→ **GOAL**:
Please copy all the lines that follow, word for word.

_____

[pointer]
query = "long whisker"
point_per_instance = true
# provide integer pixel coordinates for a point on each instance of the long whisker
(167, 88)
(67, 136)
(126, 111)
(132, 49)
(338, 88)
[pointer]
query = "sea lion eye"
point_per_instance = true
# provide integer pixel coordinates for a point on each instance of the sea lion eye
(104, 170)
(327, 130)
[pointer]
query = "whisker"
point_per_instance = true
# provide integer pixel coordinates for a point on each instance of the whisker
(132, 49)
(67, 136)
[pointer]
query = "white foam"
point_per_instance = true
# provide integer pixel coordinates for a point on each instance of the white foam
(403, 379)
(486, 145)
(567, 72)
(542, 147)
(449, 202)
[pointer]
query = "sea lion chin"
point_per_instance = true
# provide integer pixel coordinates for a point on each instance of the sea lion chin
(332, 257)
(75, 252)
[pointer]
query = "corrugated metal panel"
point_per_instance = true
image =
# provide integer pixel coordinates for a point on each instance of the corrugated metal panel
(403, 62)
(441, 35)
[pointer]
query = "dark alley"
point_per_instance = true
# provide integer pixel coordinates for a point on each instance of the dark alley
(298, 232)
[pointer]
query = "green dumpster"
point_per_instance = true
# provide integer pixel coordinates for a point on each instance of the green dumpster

_____

→ **FULL ANSWER**:
[pointer]
query = "long whisker"
point_per_instance = true
# provide integer pixel coordinates for a point on each instance of the long whisker
(167, 88)
(67, 136)
(126, 111)
(132, 49)
(338, 88)
[pointer]
query = "sea lion eye"
point_per_instance = true
# provide integer pixel coordinates for a point on each instance of the sea lion eye
(104, 170)
(327, 130)
[pointer]
query = "whisker"
point_per_instance = true
# provide integer pixel coordinates for a point on each instance of the whisker
(132, 49)
(67, 136)
[pointer]
query = "white foam"
point_per_instance = true
# provide integer pixel coordinates for a point on each instance of the white foam
(403, 379)
(486, 145)
(567, 72)
(542, 147)
(449, 202)
[pointer]
query = "sea lion chin"
point_per_instance = true
# provide integer pixel coordinates for a point on each instance of the sea lion chin
(332, 257)
(75, 252)
[pointer]
query = "corrugated metal panel"
point_per_instance = true
image =
# provide integer pixel coordinates for a point on each instance of the corrugated metal panel
(403, 62)
(441, 35)
[pointer]
query = "dark alley"
point_per_instance = true
# provide integer pixel coordinates for a point on each instance of the dark alley
(298, 232)
[pointer]
query = "green dumpster"
point_per_instance = true
# provide integer pixel coordinates for a point on each instance of the green dumpster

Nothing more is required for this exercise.